| Task to carry out |
Write out every entry, unchanged. Skip any picture.

┌─ Data for this task

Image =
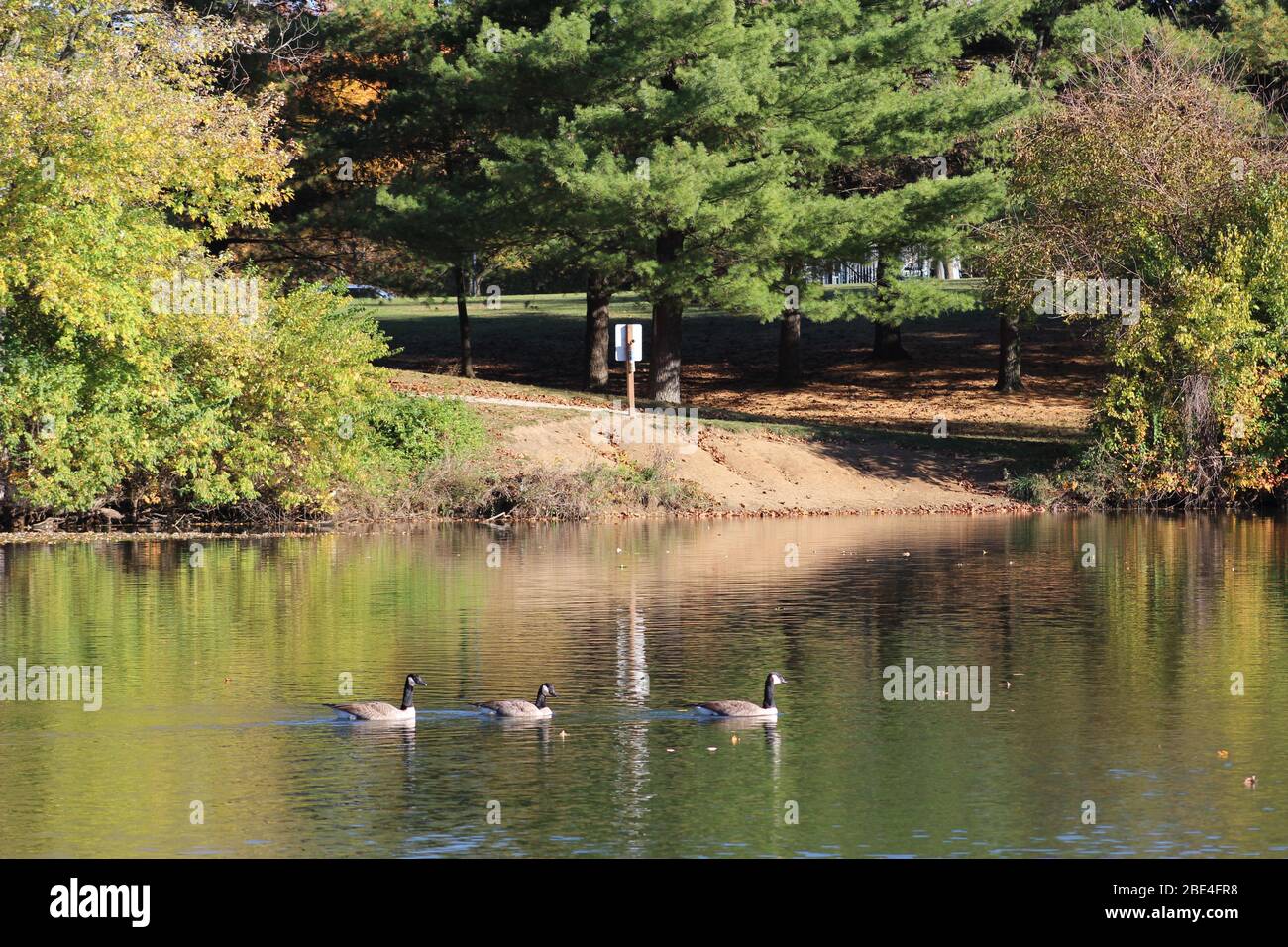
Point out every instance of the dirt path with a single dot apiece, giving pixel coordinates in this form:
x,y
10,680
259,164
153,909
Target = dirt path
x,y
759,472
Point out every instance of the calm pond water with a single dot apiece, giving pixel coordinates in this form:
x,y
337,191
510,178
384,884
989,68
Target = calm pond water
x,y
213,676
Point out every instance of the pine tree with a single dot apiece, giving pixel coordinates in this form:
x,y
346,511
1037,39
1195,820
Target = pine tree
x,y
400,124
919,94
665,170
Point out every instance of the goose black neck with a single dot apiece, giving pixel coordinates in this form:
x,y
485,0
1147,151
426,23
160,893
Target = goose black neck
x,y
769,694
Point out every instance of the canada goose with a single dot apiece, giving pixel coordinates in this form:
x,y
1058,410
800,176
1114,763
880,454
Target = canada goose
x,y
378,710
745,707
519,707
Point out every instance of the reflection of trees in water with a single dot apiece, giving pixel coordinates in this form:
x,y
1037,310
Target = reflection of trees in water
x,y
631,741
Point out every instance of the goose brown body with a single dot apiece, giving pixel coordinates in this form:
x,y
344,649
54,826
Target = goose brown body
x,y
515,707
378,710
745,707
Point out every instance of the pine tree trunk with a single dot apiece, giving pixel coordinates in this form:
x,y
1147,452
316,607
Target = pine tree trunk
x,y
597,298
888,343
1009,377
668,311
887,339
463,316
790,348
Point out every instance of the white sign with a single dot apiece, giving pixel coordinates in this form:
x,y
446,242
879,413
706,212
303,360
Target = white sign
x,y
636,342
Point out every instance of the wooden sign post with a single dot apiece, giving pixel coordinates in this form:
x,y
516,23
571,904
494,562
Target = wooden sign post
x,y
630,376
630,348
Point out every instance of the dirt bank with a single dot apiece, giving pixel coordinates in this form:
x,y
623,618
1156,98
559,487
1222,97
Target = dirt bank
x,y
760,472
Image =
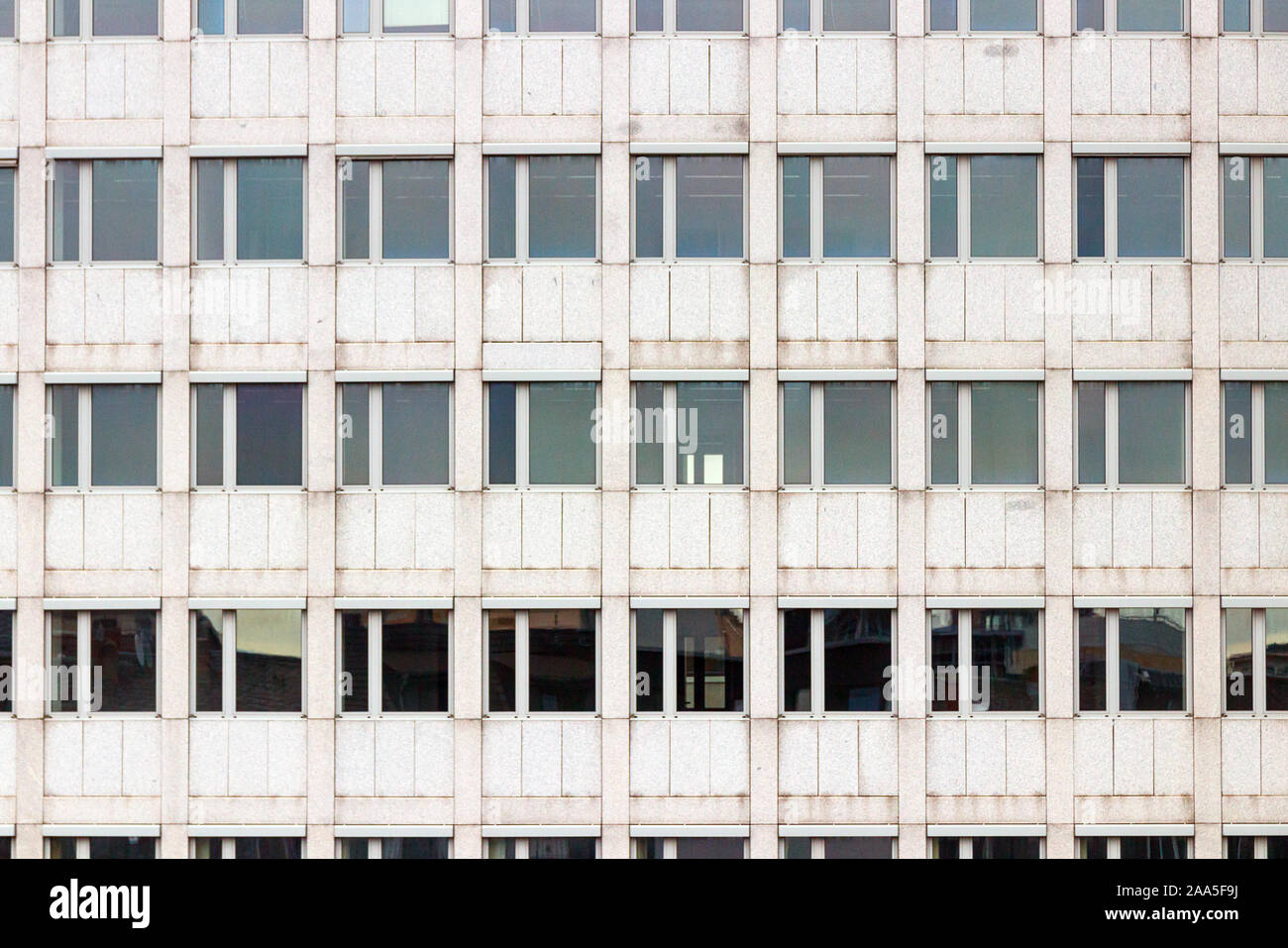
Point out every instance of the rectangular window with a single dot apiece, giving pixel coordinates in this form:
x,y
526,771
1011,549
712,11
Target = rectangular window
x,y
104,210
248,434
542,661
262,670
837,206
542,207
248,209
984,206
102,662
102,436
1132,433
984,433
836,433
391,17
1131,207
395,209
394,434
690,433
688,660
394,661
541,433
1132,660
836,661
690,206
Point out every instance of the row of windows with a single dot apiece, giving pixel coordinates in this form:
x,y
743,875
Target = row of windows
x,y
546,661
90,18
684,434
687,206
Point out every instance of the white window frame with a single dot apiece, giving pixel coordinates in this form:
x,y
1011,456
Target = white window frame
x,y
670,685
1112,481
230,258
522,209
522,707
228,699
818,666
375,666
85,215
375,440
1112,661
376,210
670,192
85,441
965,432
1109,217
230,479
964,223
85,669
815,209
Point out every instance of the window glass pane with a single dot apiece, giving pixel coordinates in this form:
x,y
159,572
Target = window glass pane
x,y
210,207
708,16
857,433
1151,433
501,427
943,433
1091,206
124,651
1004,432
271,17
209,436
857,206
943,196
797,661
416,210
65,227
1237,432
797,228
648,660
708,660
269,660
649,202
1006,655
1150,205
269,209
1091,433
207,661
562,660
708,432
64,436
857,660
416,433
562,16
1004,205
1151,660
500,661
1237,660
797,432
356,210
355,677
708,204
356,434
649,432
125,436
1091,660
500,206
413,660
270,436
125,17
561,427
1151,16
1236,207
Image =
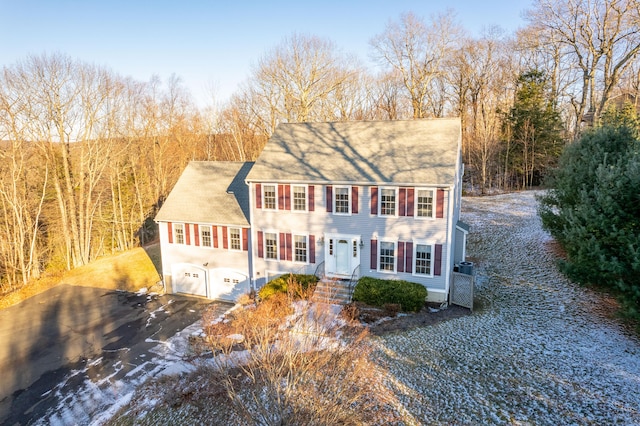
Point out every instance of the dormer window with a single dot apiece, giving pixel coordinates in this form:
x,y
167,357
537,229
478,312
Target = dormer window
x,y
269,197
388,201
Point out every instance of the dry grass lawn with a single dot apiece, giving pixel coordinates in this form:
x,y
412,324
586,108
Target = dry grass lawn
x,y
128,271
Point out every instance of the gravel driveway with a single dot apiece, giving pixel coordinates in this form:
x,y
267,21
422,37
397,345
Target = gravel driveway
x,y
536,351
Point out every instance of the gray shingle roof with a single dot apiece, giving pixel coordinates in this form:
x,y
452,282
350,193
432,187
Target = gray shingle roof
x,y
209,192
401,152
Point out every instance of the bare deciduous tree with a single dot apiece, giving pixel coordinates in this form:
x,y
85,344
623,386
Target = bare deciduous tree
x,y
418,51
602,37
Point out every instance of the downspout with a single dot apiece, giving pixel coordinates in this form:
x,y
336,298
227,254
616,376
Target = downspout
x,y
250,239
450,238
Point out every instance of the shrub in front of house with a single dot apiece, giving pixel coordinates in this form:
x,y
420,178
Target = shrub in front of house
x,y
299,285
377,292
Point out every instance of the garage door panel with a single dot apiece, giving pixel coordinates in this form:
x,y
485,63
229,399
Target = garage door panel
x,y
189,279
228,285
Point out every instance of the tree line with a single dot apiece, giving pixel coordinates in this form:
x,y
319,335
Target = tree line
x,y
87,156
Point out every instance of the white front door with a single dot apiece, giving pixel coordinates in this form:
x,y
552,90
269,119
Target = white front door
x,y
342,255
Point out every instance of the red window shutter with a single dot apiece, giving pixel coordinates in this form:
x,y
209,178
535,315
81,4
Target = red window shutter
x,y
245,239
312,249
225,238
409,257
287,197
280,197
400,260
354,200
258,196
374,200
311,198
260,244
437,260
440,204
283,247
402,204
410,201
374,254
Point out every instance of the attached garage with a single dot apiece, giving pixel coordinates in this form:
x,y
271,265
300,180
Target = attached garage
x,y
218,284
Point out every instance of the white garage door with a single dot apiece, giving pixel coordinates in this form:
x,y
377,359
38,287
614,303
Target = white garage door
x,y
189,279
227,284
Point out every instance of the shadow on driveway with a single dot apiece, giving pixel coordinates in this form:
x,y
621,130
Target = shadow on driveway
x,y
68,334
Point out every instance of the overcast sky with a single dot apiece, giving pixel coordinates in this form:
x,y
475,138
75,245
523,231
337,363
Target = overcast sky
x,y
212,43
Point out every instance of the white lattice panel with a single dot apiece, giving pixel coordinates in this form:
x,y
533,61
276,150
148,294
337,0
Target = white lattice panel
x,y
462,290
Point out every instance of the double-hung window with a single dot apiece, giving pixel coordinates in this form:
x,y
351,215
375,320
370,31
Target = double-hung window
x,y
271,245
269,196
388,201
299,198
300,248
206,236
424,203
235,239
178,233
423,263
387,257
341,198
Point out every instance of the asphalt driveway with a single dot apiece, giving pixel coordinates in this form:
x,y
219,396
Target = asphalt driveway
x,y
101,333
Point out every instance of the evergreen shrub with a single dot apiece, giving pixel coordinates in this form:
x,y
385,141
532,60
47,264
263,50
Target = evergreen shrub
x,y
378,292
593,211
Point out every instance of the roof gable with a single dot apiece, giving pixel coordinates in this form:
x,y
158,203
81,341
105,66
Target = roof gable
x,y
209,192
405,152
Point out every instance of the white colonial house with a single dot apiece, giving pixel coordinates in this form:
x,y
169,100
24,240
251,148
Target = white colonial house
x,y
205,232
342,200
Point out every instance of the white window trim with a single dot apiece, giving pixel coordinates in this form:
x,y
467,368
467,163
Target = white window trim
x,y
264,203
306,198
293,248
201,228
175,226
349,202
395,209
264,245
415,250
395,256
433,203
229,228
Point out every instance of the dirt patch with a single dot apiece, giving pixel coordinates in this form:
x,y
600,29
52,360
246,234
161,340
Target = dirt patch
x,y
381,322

└─

| Task response |
Image =
Point out every instance of the dirt path with a single dot apiece, giving pixel coordinates in this form:
x,y
10,680
259,164
153,909
Target = dirt path
x,y
759,472
Point out every instance of the calm pond water with a single dot apiece, giving pixel coordinates in this form:
x,y
337,191
510,178
384,884
989,68
Target = calm pond water
x,y
213,676
Point out every instance of the pine tree with a single dot apiece, giving pixel coordinates in this form:
x,y
346,511
1037,39
1195,820
Target = pine tree
x,y
400,124
919,94
665,170
Point out every instance of the goose black neck with a single dot apiece, giving pixel coordinates in this form:
x,y
485,0
1147,151
426,23
160,893
Target = goose black neck
x,y
769,694
Point out every instance of the canada goose with a single dot apiece, giving pixel coordinates in this form:
x,y
1058,410
800,176
1114,763
880,454
Target = canada goose
x,y
378,710
745,707
519,707
Point out every instance of the reflection of trees in water with a single dot apiece, giving pixel coordinates in this form:
x,y
1037,310
Target = reflection of trees in water
x,y
631,741
Point out every instance of the goose brown body with a single dot apiece, giving pixel coordinates in this form:
x,y
344,649
54,826
Target = goose brown body
x,y
515,707
378,710
745,707
Point out every instance of the pine tree trunk with a single dot apiece, giving pixel coordinates in this form:
x,y
1147,452
316,607
Target = pine tree trunk
x,y
597,298
888,343
1009,377
668,311
887,339
463,316
790,348
Point out every instance of the white sign with a single dot apiece, giving pixel coordinates in this form:
x,y
446,242
879,413
706,212
303,360
Target = white sign
x,y
636,342
Point out every instance of the wooden sign post with a single dot apiece, giving pixel coordinates in this form:
x,y
516,23
571,904
494,562
Target = wooden sign post
x,y
630,376
630,348
Point out every instance of the dirt bank with a single dot apiece, giving pixel coordinates in this form:
x,y
623,618
1156,98
559,487
1222,97
Target = dirt bank
x,y
760,472
Image =
Point out every instance of the rectangular window with a single dot apiece, giving pixel coordinates in this form:
x,y
526,771
1011,549
712,11
Target = rectangular window
x,y
104,210
248,434
542,661
262,670
837,206
542,207
248,209
984,206
102,662
102,436
1132,433
984,433
836,433
391,17
1131,207
395,209
394,434
690,433
688,660
394,661
541,433
1132,660
836,661
690,206
Point out every instance of the row of windows with a single dot apiece, giving pixel coordinates in this form:
x,y
743,875
Target = row of windows
x,y
546,661
90,18
684,434
687,206
Point out every instance of the white window frame with a single dot apiece, giving pixel coordinates in this form:
x,y
1011,456
Target = white window frame
x,y
670,685
1112,481
230,258
522,209
522,707
228,699
818,666
375,666
85,215
375,440
1112,661
376,210
670,192
85,441
965,432
1109,217
230,479
964,223
85,669
815,209
Point out every instance of the window glass pane with a single dot apiece, giving pixel coordinates in this form:
x,y
159,572
Target = window glass pane
x,y
210,207
708,16
857,433
1151,433
501,427
943,433
1091,206
124,651
1004,432
271,17
209,436
857,206
943,196
797,661
416,210
65,227
1237,432
797,228
648,660
708,660
269,660
649,202
1006,655
1150,205
269,209
1091,433
207,661
562,660
708,432
64,436
857,660
416,433
562,16
1004,205
1151,660
500,661
1237,660
797,432
356,210
355,677
708,204
356,434
649,432
125,436
1091,660
500,206
413,660
270,436
125,17
561,427
1151,16
1236,207
Image =
Point out every instance of the dormer window with a single dot apiece, giving pixel coordinates in this form:
x,y
167,357
537,229
478,312
Target = dormer window
x,y
269,197
388,201
Point out every instance of the dry grass lawn with a single dot apiece, giving pixel coordinates in this form:
x,y
412,324
586,108
Target = dry grass lawn
x,y
128,271
Point out every instance of the gravel driveway with a single dot apiece, giving pixel coordinates in this form:
x,y
267,21
422,37
397,345
Target = gravel driveway
x,y
536,351
Point out every instance of the gray shingle roof with a single dot apiece, giving pixel coordinates in this form:
x,y
452,282
350,193
432,187
Target = gray shingle roof
x,y
209,192
401,152
Point out every instance of the bare deciduous tree with a single dot apiece, giving pixel coordinates in this form:
x,y
85,344
623,386
Target = bare deciduous tree
x,y
418,51
602,37
Point out every instance of the downspout with a single dot apiece, giving pixel coordinates in this form:
x,y
336,298
227,254
616,376
Target = downspout
x,y
250,239
450,238
Point out every instance of the shrub in front of house with a single dot apiece, giving pixel coordinates in this form:
x,y
420,178
Target = shrub in front of house
x,y
299,285
377,292
Point out every instance of the garage door panel with a single dot apiece, giving pixel coordinates in this form:
x,y
485,63
229,399
Target = garage door panel
x,y
189,279
228,285
Point out every instance of the tree line with a single dot apiece, giving pixel coordinates in this form:
x,y
319,335
Target = tree line
x,y
87,156
Point out every instance of the white front door with a single dot apiece, giving pixel coordinates in this form:
x,y
552,90
269,119
Target = white front door
x,y
342,255
Point out every instance of the red window shutter with a single dot apiece, giving pixel coordinates in this form:
x,y
209,178
535,315
81,4
Target = red window shutter
x,y
245,239
312,249
225,238
409,257
287,197
280,197
400,260
354,200
258,196
374,200
311,198
260,244
437,260
440,204
283,247
402,204
410,201
374,254
Point out every instance of the attached garage with a single dot apiece, giving pixel coordinates in this form:
x,y
271,265
300,180
Target = attached garage
x,y
218,284
Point out every instance of the white garage door with a single dot apiece, giving pixel coordinates in this form:
x,y
377,359
38,287
614,303
Target = white garage door
x,y
189,279
227,284
Point out every instance of the shadow on driveway with a single dot apiece, giving pixel coordinates in this form:
x,y
621,130
Target = shadow on driveway
x,y
68,334
Point out every instance of the overcast sky with a single dot apiece, giving pixel coordinates in this form:
x,y
475,138
75,245
523,231
337,363
Target = overcast sky
x,y
212,43
Point out every instance of the white lattice panel with a single dot apiece, giving pixel coordinates in this form:
x,y
533,61
276,150
148,294
337,0
Target = white lattice panel
x,y
462,290
Point out every instance of the double-hung window with a single dot apiece, giving pixel coordinates in this form:
x,y
351,215
375,320
370,31
Target = double-hung window
x,y
271,245
269,196
388,201
299,198
300,248
206,236
424,203
235,239
178,233
423,263
387,257
341,198
Point out every instance of the asphalt driveway with a single dot apiece, giving pixel coordinates in this form:
x,y
219,396
Target = asphalt driveway
x,y
101,333
Point out every instance of the evergreen shrub with a single dot apiece, giving pixel coordinates in this form:
x,y
385,141
532,60
47,264
263,50
Target = evergreen shrub
x,y
378,292
593,211
Point out every instance of the roof gable with a single dot apiece, giving pixel coordinates in this form:
x,y
158,203
81,341
105,66
Target = roof gable
x,y
209,192
405,152
Point out every instance of the white colonial house with a single dot apiece, giving pixel coordinates in this form:
x,y
169,100
24,240
251,148
Target = white colonial house
x,y
205,232
342,200
Point out every instance of the white window trim with a single dot apiece, giving pixel coordinates in this form:
x,y
467,368
467,163
Target = white window trim
x,y
264,203
306,198
293,248
201,228
175,226
349,202
395,209
264,245
415,250
395,256
433,203
229,228
Point out every instance of the dirt patch with a single dot apiece, giving pixel coordinates in this form:
x,y
600,29
52,360
246,234
161,340
Target = dirt patch
x,y
381,322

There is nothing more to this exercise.